- EXERCISE:
Find the line that contains "of the flat-topped" in the entries below. Output it and each later line exactly, and nothing else.

*** THE DATA ***

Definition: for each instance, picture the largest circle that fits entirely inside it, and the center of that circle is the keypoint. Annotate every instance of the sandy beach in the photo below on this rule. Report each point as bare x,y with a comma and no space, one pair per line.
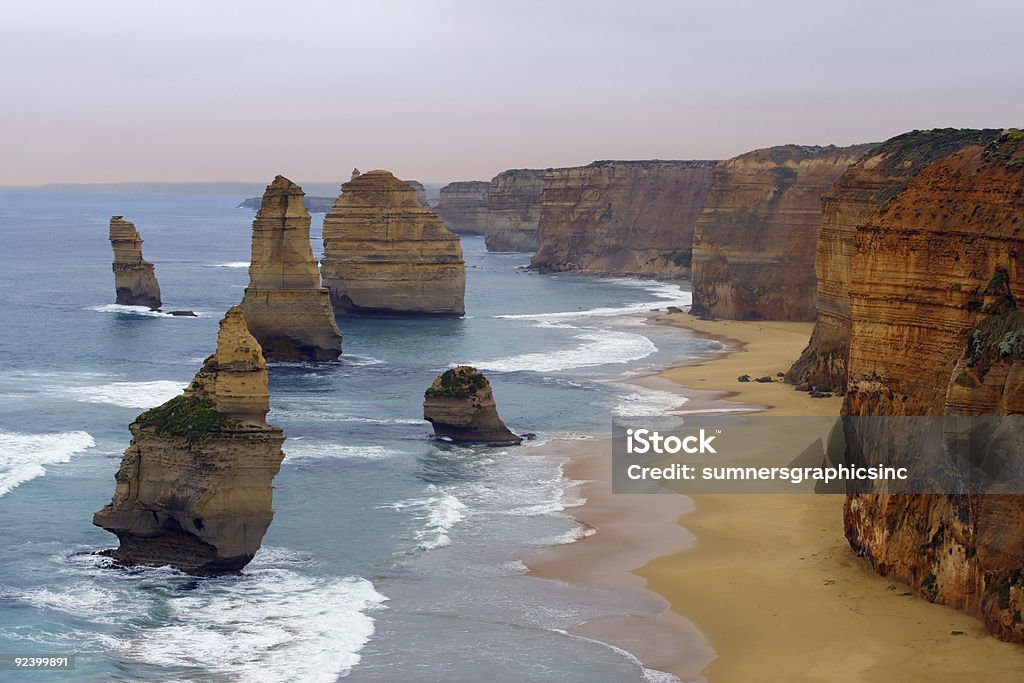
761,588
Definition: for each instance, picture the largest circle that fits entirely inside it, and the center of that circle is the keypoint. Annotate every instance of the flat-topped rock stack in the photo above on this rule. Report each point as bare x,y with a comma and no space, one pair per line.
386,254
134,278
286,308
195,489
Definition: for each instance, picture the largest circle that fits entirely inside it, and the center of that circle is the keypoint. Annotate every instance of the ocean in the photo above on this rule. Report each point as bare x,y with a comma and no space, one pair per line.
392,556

***

- ANSWER SECTION:
Definition: for each instance, picture the largest circle that fits entirely inside it, and the center of that circle is the keypoint. Annotate every instance of the flat-topped rock stack in the photo above on this rule. Report each point as bare x,y with a comma and no space, one pair per line.
386,254
134,278
286,308
195,489
Definition: for each instance, picture the largest circle that fits entirely inside it, and the center of that circle is the keypoint. Annotate every instance of the ocean in the photo above on this rule. Report each point as bare x,y with a comma and no space, one pair per line.
392,556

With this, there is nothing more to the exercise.